_Trecho de origem_:
__________
Aliás, para quem gosta de Slashers, eu não poderia recomendar mais Behind the Mask – The Rise of Leslie Vernom. FIlmão.

Enfim, luta é muito sobre simbologia por trás das armas e meios de combate. E o meio de terror sempre abraçou isso construindo uma mitologia de uma simbologia muito específica por trás. E por mais que todos os assassinos tenham uma lâmina que eles queiram enfiar nas suas vítimas, cada assassino tem uma específica. Michael Myers tem uma faca, e Ghostface tem uma faca também pois ele quer imitar Michael. Candyman usa abelhas e mão de fancho, lembretes da injustiça que ele sofreu e que seu ato é de vingança. E os doppelgangers de Us usam tesouras, que são símbolos de suas condições como doppelgangers, cópias.

Mas Jason? Jason pode usar de tudo para matar, e já usou, mas sua arma definitivamente é sua machete, enorme e brutal. Jason se destaca dentre os demais vilões de slasher por ser um dos maiores e mais agressivos, e ele se destaca pelo uso de força bruta como seu diferencial. E sua arma, uma machete enorme é um reflexo disso, de sua brutalidade. Freddy por outro lado usa seus dedos-de-lâmina, o que dialoga muito com sua história. Ele é um assassino de crianças, e ficou muito muito muito muito implícito (o remake deixou explícito) que ele era um pedófilo molestador. Então é isso, os dedos de Freddy são sua arma, seu toque é sua arma. Onde ele passa os dedos é onde ele machuca suas vítimas.

Inclusive ao longo do filme, um rouba a arma do outro, o que deu uma dinâmica interessante dos dois sofrerem o próprio remédio. Mas não é só isso. Não é só as armas. Jason luta de maneira bruta, ele esmaga Freddy, e não pode ser detido. Freddy luta feito cuzão, mesmo sem os poderes do mundo dos sonhos. Ele joga tanque de gás no Jason como se fosse torpedo, e perfura ele com uma cuva de varas de aço. Jason é bruto pois tem a superioridade física, mas Freddy é mais esperto e compensar com estratégia.

Em Sadako vs Kayako não temos nada sequer parecido. As duas essencialmente podem manipular seus longos e característicos cabelos e jogam cabelo uma na outra. O que é maçante, pois as duas podem fazer isso. E não só maçante como desnecessário. A Sadako puxa o Toshio, o filho da Kayako pra dentro da tv pelo cabelo. E tem um momento em que ela explode a Kayako com seu olhar…. o que foi estranho. Literalmente explodiu com o olhar. Tipo, que porra é essa? Enfim, e a Kayako não fez nada. Nem nas vítimas que morreram pra ela mais cedo no filme, em que ela não apareceu onscreen matando-as. Então o filme não nos mostra do que elas são capazes.
__________
_Linhas fornecidas_:

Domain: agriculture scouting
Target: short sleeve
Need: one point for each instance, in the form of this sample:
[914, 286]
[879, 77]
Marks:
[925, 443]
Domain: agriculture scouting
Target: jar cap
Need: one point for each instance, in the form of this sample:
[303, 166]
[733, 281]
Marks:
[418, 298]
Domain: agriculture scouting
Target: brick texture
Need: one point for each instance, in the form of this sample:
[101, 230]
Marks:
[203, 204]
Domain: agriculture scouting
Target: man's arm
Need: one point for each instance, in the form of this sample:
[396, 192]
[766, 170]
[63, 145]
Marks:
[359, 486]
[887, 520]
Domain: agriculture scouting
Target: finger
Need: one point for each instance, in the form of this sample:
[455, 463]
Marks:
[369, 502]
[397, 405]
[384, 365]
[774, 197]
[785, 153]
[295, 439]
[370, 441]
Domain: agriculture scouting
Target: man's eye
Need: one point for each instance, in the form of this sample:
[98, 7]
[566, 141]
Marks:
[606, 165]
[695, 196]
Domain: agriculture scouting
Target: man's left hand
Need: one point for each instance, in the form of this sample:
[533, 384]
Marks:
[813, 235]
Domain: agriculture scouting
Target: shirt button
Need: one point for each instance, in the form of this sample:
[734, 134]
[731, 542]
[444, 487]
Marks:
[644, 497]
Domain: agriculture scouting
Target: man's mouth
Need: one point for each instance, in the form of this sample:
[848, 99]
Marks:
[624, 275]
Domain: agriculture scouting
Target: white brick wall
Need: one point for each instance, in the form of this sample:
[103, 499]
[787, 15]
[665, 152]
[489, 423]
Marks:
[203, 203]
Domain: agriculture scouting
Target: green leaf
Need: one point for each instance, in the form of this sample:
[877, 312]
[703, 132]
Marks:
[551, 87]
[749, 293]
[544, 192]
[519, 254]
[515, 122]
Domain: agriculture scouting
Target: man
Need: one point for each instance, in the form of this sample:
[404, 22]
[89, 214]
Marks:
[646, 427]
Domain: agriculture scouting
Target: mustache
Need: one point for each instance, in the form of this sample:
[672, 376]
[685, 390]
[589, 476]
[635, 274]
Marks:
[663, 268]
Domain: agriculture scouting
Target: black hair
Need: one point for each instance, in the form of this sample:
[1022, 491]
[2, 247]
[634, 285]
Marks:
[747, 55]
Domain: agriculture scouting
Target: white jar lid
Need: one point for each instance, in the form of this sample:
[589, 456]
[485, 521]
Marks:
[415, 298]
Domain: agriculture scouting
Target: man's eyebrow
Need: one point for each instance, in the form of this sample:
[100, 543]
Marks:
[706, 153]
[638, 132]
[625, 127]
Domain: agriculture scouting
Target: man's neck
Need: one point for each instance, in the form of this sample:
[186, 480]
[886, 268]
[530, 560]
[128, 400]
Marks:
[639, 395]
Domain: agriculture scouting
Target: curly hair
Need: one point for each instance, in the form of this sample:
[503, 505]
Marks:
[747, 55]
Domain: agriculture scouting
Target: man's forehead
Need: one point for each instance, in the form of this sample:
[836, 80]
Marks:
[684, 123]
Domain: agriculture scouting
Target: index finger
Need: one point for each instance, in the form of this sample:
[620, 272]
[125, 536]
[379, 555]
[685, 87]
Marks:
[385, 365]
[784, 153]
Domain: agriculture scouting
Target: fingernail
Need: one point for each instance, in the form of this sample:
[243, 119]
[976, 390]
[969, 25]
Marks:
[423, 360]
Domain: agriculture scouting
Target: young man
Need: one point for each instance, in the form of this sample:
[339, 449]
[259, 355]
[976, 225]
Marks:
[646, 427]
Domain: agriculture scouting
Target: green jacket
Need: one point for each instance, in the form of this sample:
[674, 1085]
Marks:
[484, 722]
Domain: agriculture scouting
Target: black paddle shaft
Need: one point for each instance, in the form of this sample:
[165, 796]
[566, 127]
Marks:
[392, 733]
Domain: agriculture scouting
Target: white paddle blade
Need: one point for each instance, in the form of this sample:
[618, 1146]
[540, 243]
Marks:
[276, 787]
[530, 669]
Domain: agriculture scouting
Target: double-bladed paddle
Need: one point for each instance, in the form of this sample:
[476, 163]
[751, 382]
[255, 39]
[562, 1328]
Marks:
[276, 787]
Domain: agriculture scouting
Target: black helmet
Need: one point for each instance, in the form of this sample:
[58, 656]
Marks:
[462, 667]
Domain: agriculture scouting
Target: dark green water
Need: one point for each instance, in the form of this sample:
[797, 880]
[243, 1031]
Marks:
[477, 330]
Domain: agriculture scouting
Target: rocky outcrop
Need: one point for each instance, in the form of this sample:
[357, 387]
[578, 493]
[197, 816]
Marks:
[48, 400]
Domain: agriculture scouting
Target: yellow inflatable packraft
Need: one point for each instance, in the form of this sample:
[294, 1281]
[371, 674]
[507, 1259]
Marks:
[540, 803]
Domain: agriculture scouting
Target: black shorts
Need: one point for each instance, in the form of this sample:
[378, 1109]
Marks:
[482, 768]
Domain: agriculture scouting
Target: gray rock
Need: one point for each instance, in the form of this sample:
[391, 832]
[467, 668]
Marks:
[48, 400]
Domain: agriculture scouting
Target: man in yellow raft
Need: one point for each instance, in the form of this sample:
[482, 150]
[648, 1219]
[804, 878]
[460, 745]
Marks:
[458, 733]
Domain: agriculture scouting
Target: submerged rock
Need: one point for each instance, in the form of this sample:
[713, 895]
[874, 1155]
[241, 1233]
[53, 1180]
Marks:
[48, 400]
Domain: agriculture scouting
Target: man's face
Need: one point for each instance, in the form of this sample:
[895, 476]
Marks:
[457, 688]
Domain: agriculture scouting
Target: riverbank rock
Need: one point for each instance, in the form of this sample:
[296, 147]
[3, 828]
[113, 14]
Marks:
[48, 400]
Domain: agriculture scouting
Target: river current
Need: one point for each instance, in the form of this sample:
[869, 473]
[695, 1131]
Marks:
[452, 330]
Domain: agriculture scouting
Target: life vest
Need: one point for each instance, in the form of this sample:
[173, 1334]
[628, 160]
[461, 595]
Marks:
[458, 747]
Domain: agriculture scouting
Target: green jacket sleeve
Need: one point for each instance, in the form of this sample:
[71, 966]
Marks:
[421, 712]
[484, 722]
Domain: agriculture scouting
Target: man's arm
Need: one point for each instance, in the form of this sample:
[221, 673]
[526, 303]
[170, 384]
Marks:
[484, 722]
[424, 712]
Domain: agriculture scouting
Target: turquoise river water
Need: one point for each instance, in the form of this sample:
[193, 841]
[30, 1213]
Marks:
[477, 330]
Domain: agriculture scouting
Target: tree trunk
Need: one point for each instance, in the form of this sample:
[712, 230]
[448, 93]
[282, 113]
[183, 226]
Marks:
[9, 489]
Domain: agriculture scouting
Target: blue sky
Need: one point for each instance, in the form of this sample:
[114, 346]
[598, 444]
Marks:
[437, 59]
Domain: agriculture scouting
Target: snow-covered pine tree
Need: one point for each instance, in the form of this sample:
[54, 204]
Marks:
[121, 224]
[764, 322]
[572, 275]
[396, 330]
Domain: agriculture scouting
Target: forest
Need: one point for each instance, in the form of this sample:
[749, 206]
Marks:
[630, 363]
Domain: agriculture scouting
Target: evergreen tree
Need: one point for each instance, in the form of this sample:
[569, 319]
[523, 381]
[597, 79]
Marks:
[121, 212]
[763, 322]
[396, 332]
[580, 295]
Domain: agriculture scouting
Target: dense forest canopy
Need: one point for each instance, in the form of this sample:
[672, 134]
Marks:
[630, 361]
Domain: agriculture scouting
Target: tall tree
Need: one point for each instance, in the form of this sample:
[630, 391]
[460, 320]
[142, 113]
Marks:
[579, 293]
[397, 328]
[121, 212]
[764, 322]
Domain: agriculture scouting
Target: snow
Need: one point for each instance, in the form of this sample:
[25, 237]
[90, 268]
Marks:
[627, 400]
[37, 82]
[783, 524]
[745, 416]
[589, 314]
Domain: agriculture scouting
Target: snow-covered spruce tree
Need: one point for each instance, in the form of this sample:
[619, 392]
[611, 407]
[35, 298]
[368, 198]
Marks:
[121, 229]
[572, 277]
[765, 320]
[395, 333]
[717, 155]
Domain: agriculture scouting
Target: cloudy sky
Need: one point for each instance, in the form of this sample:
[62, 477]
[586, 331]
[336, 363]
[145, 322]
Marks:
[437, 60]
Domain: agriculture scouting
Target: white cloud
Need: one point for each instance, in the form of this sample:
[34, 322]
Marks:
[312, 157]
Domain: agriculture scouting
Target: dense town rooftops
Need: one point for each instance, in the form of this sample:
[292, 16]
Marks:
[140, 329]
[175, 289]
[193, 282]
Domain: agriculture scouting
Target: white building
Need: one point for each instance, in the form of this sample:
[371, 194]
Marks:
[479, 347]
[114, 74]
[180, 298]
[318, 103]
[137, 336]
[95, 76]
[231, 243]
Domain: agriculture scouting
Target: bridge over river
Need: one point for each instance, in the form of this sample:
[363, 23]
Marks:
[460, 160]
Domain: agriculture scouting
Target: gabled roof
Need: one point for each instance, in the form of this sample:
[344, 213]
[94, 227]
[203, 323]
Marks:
__________
Transcreva, do texto sobre as armas dos vilões de terror acima, a passagem que começa nas palavras "Em Sadako vs" e termina depois de "elas são capazes.".

_Resposta do exercício_:
Em Sadako vs Kayako não temos nada sequer parecido. As duas essencialmente podem manipular seus longos e característicos cabelos e jogam cabelo uma na outra. O que é maçante, pois as duas podem fazer isso. E não só maçante como desnecessário. A Sadako puxa o Toshio, o filho da Kayako pra dentro da tv pelo cabelo. E tem um momento em que ela explode a Kayako com seu olhar…. o que foi estranho. Literalmente explodiu com o olhar. Tipo, que porra é essa? Enfim, e a Kayako não fez nada. Nem nas vítimas que morreram pra ela mais cedo no filme, em que ela não apareceu onscreen matando-as. Então o filme não nos mostra do que elas são capazes.